Saved data entries
____________________
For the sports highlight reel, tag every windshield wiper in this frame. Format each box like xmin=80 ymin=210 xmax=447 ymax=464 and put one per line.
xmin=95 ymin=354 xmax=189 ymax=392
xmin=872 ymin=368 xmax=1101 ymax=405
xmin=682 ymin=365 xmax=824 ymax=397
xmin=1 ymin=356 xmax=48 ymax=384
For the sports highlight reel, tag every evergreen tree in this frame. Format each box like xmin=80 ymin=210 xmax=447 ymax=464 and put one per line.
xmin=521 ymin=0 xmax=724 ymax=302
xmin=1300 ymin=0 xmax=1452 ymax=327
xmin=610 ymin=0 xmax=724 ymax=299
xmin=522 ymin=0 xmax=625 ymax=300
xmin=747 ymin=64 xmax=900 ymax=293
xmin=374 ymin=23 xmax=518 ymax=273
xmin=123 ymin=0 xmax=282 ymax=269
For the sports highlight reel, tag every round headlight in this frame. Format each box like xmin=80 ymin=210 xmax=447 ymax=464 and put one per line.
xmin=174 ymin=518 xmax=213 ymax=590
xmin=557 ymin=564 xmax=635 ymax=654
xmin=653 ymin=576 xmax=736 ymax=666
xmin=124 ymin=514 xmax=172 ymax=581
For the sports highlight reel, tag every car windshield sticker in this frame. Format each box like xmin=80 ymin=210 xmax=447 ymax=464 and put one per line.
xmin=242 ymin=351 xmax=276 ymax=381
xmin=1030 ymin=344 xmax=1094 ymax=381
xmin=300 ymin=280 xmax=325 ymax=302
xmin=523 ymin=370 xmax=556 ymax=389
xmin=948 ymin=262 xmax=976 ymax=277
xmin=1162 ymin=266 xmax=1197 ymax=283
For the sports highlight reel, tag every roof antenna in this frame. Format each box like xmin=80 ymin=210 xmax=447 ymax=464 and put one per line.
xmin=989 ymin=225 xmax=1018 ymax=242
____________________
PROBLEM STATEMENT:
Exactly and only the lines from the line containing "For the sports highlight reel, tag every round" through the last line of the entries should be copied, both ends included.

EXERCISE SOLUTION:
For the sports highlight reel, tag every round headlight in this frame. Format each box like xmin=80 ymin=210 xmax=447 ymax=464 and put one per line.
xmin=174 ymin=518 xmax=213 ymax=590
xmin=557 ymin=564 xmax=635 ymax=654
xmin=653 ymin=576 xmax=736 ymax=666
xmin=124 ymin=514 xmax=172 ymax=581
For the sports highlight reel, tag every car windshield sticker in this frame. Format each box like xmin=80 ymin=210 xmax=447 ymax=464 and put one per line.
xmin=242 ymin=351 xmax=276 ymax=381
xmin=1030 ymin=344 xmax=1094 ymax=381
xmin=300 ymin=280 xmax=325 ymax=302
xmin=523 ymin=370 xmax=556 ymax=389
xmin=948 ymin=262 xmax=976 ymax=277
xmin=1162 ymin=266 xmax=1197 ymax=283
For the sports highlight reel, tag every roof antenna in this frame. Format each box like xmin=80 ymin=210 xmax=447 ymax=464 and put one per line.
xmin=989 ymin=225 xmax=1018 ymax=242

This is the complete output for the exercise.